Can you reproduce all of the material below word for word, omitting the pictures?

>>>

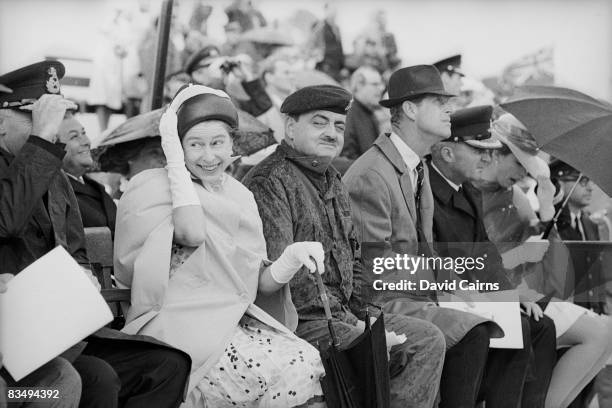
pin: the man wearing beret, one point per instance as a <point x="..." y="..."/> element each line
<point x="301" y="197"/>
<point x="39" y="211"/>
<point x="392" y="211"/>
<point x="454" y="162"/>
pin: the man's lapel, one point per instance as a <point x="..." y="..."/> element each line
<point x="393" y="155"/>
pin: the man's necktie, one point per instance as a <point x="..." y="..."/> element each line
<point x="577" y="226"/>
<point x="424" y="248"/>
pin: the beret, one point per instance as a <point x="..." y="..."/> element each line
<point x="473" y="126"/>
<point x="318" y="97"/>
<point x="31" y="82"/>
<point x="198" y="103"/>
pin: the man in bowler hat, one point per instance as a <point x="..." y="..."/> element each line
<point x="300" y="197"/>
<point x="393" y="210"/>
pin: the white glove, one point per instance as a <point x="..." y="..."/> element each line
<point x="181" y="186"/>
<point x="534" y="248"/>
<point x="296" y="255"/>
<point x="171" y="144"/>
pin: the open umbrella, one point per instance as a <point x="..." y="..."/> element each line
<point x="252" y="135"/>
<point x="357" y="377"/>
<point x="569" y="125"/>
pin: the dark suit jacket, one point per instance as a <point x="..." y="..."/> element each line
<point x="361" y="130"/>
<point x="459" y="231"/>
<point x="38" y="209"/>
<point x="588" y="275"/>
<point x="97" y="208"/>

<<<

SOLUTION »
pin: the man wearing beret, one point per instance as a <point x="..." y="..."/> element each line
<point x="301" y="197"/>
<point x="39" y="211"/>
<point x="392" y="211"/>
<point x="454" y="162"/>
pin: the man's lapel, one point per instance as a <point x="..." y="..."/> element each line
<point x="393" y="155"/>
pin: the man's necktie, one point per instance as a <point x="..." y="..."/> element each line
<point x="577" y="226"/>
<point x="424" y="248"/>
pin: the beret, one point per instance as a <point x="..." y="..."/> element each line
<point x="473" y="126"/>
<point x="318" y="97"/>
<point x="31" y="82"/>
<point x="198" y="103"/>
pin: the man in bowler hat, one point per instance as a <point x="..." y="..."/> element each line
<point x="300" y="197"/>
<point x="393" y="210"/>
pin: the white glove, one point per instance as a <point x="..." y="..."/> element each line
<point x="181" y="186"/>
<point x="534" y="248"/>
<point x="296" y="255"/>
<point x="171" y="144"/>
pin: the open umbrella, one point per instance as a <point x="..." y="..."/> element each line
<point x="252" y="135"/>
<point x="357" y="377"/>
<point x="569" y="125"/>
pin: the dark suit jacket, one point per instance as a <point x="..." y="..."/> element each line
<point x="361" y="130"/>
<point x="459" y="231"/>
<point x="38" y="209"/>
<point x="588" y="275"/>
<point x="97" y="208"/>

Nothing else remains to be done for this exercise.